TASK >>
Rewrite every line of the records below as a numbered list, leaving out any blank lines.

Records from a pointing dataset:

***

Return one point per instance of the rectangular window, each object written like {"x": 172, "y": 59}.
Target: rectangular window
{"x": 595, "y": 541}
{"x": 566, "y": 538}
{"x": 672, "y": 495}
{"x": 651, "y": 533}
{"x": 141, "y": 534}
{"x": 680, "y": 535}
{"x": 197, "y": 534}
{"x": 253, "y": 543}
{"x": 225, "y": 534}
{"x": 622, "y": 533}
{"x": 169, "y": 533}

***

RESPONSE FOR THIS EXERCISE >>
1. Return one point per instance of the rectangular window, each object written like {"x": 172, "y": 59}.
2. Target: rectangular window
3. {"x": 595, "y": 541}
4. {"x": 566, "y": 538}
5. {"x": 672, "y": 495}
6. {"x": 651, "y": 533}
7. {"x": 141, "y": 534}
8. {"x": 680, "y": 535}
9. {"x": 197, "y": 534}
10. {"x": 253, "y": 543}
11. {"x": 225, "y": 534}
12. {"x": 622, "y": 533}
13. {"x": 169, "y": 533}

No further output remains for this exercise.